Write out the items from their beginning up to and including the line that contains "negative clicks: (362, 75)". Leave the pictures out.

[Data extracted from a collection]
----------
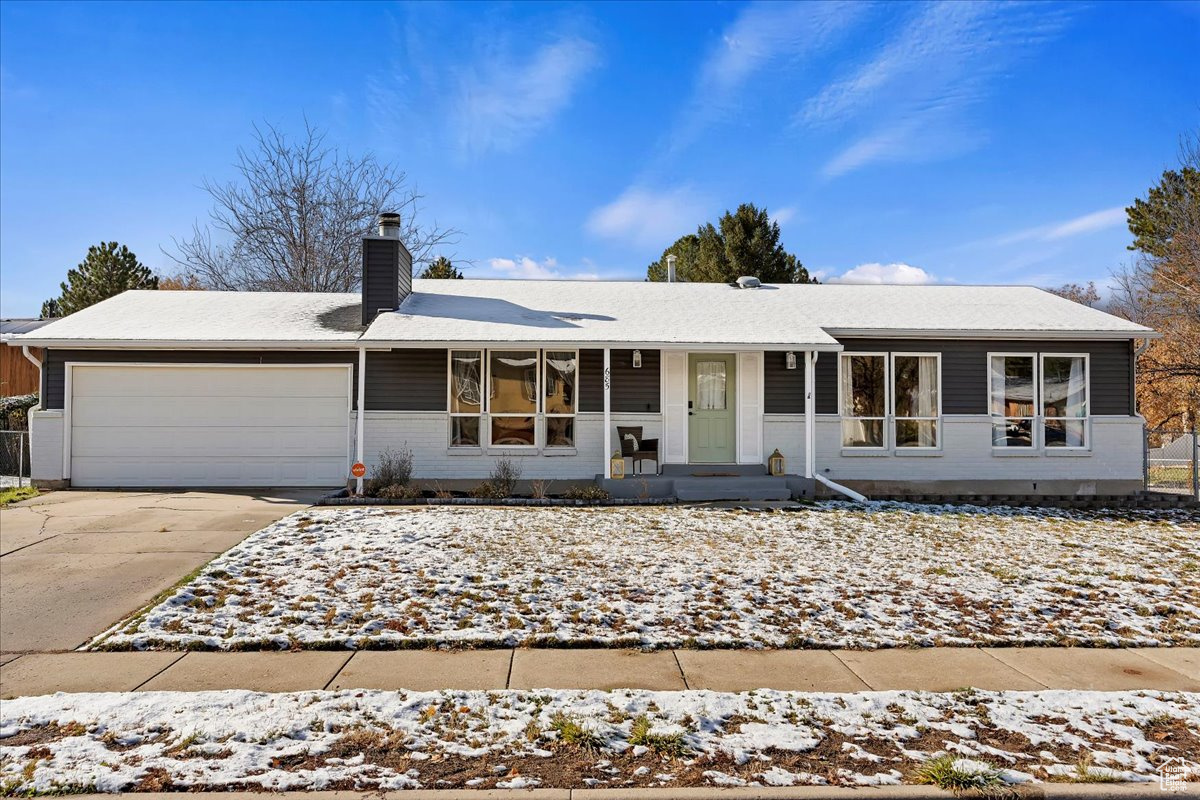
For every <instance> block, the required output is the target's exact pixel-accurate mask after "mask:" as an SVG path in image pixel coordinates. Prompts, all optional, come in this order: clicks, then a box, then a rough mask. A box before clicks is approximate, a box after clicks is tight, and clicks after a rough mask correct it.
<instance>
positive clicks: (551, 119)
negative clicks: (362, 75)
mask: <svg viewBox="0 0 1200 800" xmlns="http://www.w3.org/2000/svg"><path fill="white" fill-rule="evenodd" d="M401 16H402V19H396V18H390V19H391V23H392V29H394V30H392V42H394V44H395V48H396V56H395V58H394V59H392V62H391V64H390V65H389V67H388V70H386V71H384V72H380V73H377V74H374V76H371V77H368V79H367V104H368V108H370V112H371V118H372V121H373V124H374V125H376V127H377V130H378V132H379V134H380V136H382V137H386V138H389V139H390V138H394V137H396V136H397V134H403V136H404V137H406V138H420V139H424V140H426V142H427V143H428V144H431V145H434V146H438V148H439V149H444V148H445V143H450V144H451V150H452V151H454V152H455V155H456V156H457V157H458V160H460V161H464V162H466V161H472V160H476V158H479V157H481V156H485V155H487V154H488V152H505V151H511V150H515V149H516V148H518V146H521V145H522V144H524V143H527V142H528V140H530V139H532V138H533V137H534V136H535V134H538V133H540V132H541V131H544V130H546V128H548V127H550V126H551V125H552V124H553V122H554V120H556V119H558V118H559V115H562V114H563V113H564V112H565V110H566V109H568V108H569V107H570V104H571V101H572V100H574V98H575V96H576V95H577V94H578V91H580V89H581V88H582V86H583V85H584V80H586V79H587V77H588V76H589V74H590V73H592V72H594V71H595V68H596V67H599V66H600V64H601V60H602V59H601V52H600V47H599V44H598V43H596V42H595V41H594V37H592V36H589V35H587V34H586V32H583V29H584V28H587V24H586V22H584V20H583V19H582V18H578V17H560V18H558V19H556V20H554V22H547V20H545V19H542V20H540V23H541V28H539V29H536V30H529V29H518V28H515V26H498V24H497V22H496V20H494V19H492V20H491V24H488V25H484V24H481V23H478V22H473V20H469V19H467V18H464V17H463V14H462V13H458V12H457V11H456V10H455V8H452V7H445V6H438V5H436V4H414V5H410V6H406V7H404V11H403V12H401ZM446 41H449V42H454V43H455V47H454V49H452V50H451V52H448V50H445V49H444V48H440V47H439V46H437V44H436V43H440V42H446ZM414 120H419V121H420V124H419V125H416V126H414ZM414 128H415V130H414Z"/></svg>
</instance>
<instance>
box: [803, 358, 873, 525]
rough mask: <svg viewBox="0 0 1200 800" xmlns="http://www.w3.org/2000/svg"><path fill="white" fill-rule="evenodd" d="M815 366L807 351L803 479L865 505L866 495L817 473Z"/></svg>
mask: <svg viewBox="0 0 1200 800" xmlns="http://www.w3.org/2000/svg"><path fill="white" fill-rule="evenodd" d="M816 366H817V351H816V350H809V351H808V354H805V357H804V470H805V474H804V477H811V479H815V480H817V481H820V482H821V483H823V485H824V486H828V487H829V488H830V489H833V491H834V492H839V493H841V494H845V495H846V497H847V498H850V499H851V500H854V501H856V503H866V495H864V494H859V493H858V492H856V491H854V489H852V488H850V487H847V486H842V485H841V483H836V482H834V481H830V480H829V479H828V477H826V476H824V475H821V474H820V473H817V464H816V461H817V443H816V410H817V403H816V391H815V385H814V384H815V383H816Z"/></svg>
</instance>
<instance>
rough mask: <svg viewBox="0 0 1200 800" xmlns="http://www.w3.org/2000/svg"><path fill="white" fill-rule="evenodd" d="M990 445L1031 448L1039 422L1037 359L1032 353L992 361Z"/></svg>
mask: <svg viewBox="0 0 1200 800" xmlns="http://www.w3.org/2000/svg"><path fill="white" fill-rule="evenodd" d="M990 362H991V363H990V366H989V369H988V372H989V375H990V380H991V416H992V423H991V444H992V446H994V447H1032V446H1033V444H1034V443H1033V431H1034V428H1033V425H1034V422H1036V421H1037V420H1036V416H1037V408H1038V402H1037V379H1036V375H1034V369H1036V366H1037V359H1036V357H1034V356H1033V354H1032V353H1019V354H1006V355H994V356H991V359H990Z"/></svg>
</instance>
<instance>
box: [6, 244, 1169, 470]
mask: <svg viewBox="0 0 1200 800" xmlns="http://www.w3.org/2000/svg"><path fill="white" fill-rule="evenodd" d="M362 287H364V288H362V293H361V295H358V294H289V293H220V291H203V293H202V291H196V293H191V291H126V293H125V294H122V295H119V296H116V297H113V299H110V300H106V301H104V302H101V303H97V305H96V306H92V307H90V308H86V309H84V311H80V312H79V313H76V314H72V315H71V317H68V318H65V319H62V320H60V321H56V323H54V324H52V325H47V326H46V327H43V329H41V330H38V331H35V332H31V333H26V335H23V336H19V337H14V338H13V341H12V342H11V344H14V345H19V344H22V343H24V344H34V345H37V347H44V348H47V353H46V356H44V365H43V367H42V409H41V410H38V411H36V413H34V414H32V428H34V445H32V446H34V476H35V479H38V480H40V481H43V482H52V483H58V482H66V481H70V483H71V485H73V486H286V485H314V486H335V485H342V483H344V481H346V480H347V477H348V473H349V467H350V464H352V463H353V462H354V461H355V459H356V458H359V457H361V458H362V461H365V462H366V463H367V464H368V465H371V464H372V463H374V462H376V461H377V458H378V455H379V453H380V451H383V450H384V449H386V447H392V449H396V447H401V446H404V445H407V446H408V447H410V449H412V450H413V452H414V456H415V473H416V475H418V476H419V477H424V479H438V480H446V479H475V480H478V479H482V477H486V476H487V474H488V473H490V471H491V469H492V468H493V465H494V463H496V459H497V458H498V457H499V456H511V457H518V458H520V459H521V462H522V468H523V474H524V477H529V479H538V477H540V479H556V480H557V479H563V480H572V479H574V480H589V479H593V477H595V476H596V475H598V474H599V475H604V474H605V471H606V469H607V467H608V455H610V453H612V452H613V451H614V450H618V449H619V441H618V439H617V431H616V428H617V426H641V427H642V429H643V435H644V437H646V438H658V439H659V440H660V445H659V450H660V455H661V458H662V461H664V462H665V463H666V464H668V465H671V464H692V465H697V467H696V469H697V471H700V470H710V473H709V474H718V475H721V474H724V473H725V470H720V469H716V470H712V468H710V465H713V464H731V465H732V464H740V465H746V464H763V463H764V461H766V459H767V458H768V456H769V455H770V453H772V452H773V451H774V450H775V449H779V451H780V452H781V453H782V455H784V456H786V458H787V467H788V471H790V473H794V474H798V475H802V476H804V475H809V476H810V477H811V476H812V475H821V476H824V477H827V479H830V480H833V481H838V482H840V483H844V485H847V486H851V487H857V488H860V489H865V491H868V492H887V493H895V492H914V493H935V492H936V493H965V494H1038V493H1044V494H1074V493H1085V494H1086V493H1100V494H1115V493H1129V492H1135V491H1138V489H1140V488H1141V480H1142V420H1141V417H1139V416H1138V415H1136V410H1135V408H1134V350H1135V341H1136V339H1145V338H1148V337H1153V336H1154V333H1153V332H1152V331H1151V330H1148V329H1146V327H1142V326H1139V325H1134V324H1133V323H1129V321H1127V320H1123V319H1118V318H1116V317H1112V315H1109V314H1105V313H1103V312H1099V311H1096V309H1093V308H1088V307H1085V306H1081V305H1078V303H1073V302H1070V301H1068V300H1064V299H1062V297H1058V296H1056V295H1052V294H1049V293H1046V291H1042V290H1039V289H1033V288H1026V287H968V285H923V287H917V285H808V284H800V285H762V287H760V288H739V287H736V285H726V284H706V283H647V282H565V281H420V279H418V281H414V279H413V278H412V258H410V255H409V254H408V252H407V251H406V249H404V247H403V245H402V243H401V242H400V240H398V237H397V234H396V230H395V229H394V228H392V227H390V224H388V223H385V224H383V225H382V227H380V235H379V236H371V237H368V239H366V240H365V246H364V281H362ZM360 408H362V409H365V410H364V411H362V414H361V415H360V414H359V413H358V409H360ZM701 465H707V467H701ZM684 469H686V468H684ZM809 486H810V487H811V481H809Z"/></svg>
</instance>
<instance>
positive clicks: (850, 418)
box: [838, 350, 941, 453]
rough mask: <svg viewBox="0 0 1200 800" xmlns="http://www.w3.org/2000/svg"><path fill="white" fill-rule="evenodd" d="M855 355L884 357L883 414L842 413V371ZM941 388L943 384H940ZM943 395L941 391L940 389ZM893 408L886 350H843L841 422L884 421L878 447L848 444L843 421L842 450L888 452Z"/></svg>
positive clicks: (838, 386)
mask: <svg viewBox="0 0 1200 800" xmlns="http://www.w3.org/2000/svg"><path fill="white" fill-rule="evenodd" d="M854 356H878V357H881V359H883V416H847V415H845V414H842V409H845V408H846V402H845V401H846V397H845V393H844V391H842V386H844V385H845V380H844V374H842V371H844V369H845V365H846V360H847V359H851V357H854ZM938 390H941V386H938ZM938 395H941V391H938ZM890 409H892V359H889V357H888V354H887V353H886V351H875V350H863V351H858V350H854V351H853V353H846V351H842V353H840V354H839V355H838V416H839V417H840V421H841V422H845V421H846V420H872V421H874V420H880V421H881V422H882V423H883V444H882V445H880V446H877V447H871V446H865V445H847V444H846V441H845V439H844V438H842V437H844V435H845V434H844V429H845V428H844V426H842V425H841V422H839V425H838V441H839V443H840V444H841V449H842V450H850V451H853V452H877V453H886V452H890V450H892V446H890V445H892V434H890V431H889V428H890V425H889V420H890V415H889V414H888V411H889V410H890Z"/></svg>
----------
REPLY TO THE EXERCISE:
For every <instance> block, the required output is the target's exact pixel-accurate mask after "mask:" as an SVG path in image pixel coordinates. Prompts, all optional, come in this order: clicks, then a box, then a rough mask. A box before clicks is approximate, a box after clicks is tight, and clicks after a rough mask correct it.
<instance>
positive clicks: (551, 119)
negative clicks: (362, 75)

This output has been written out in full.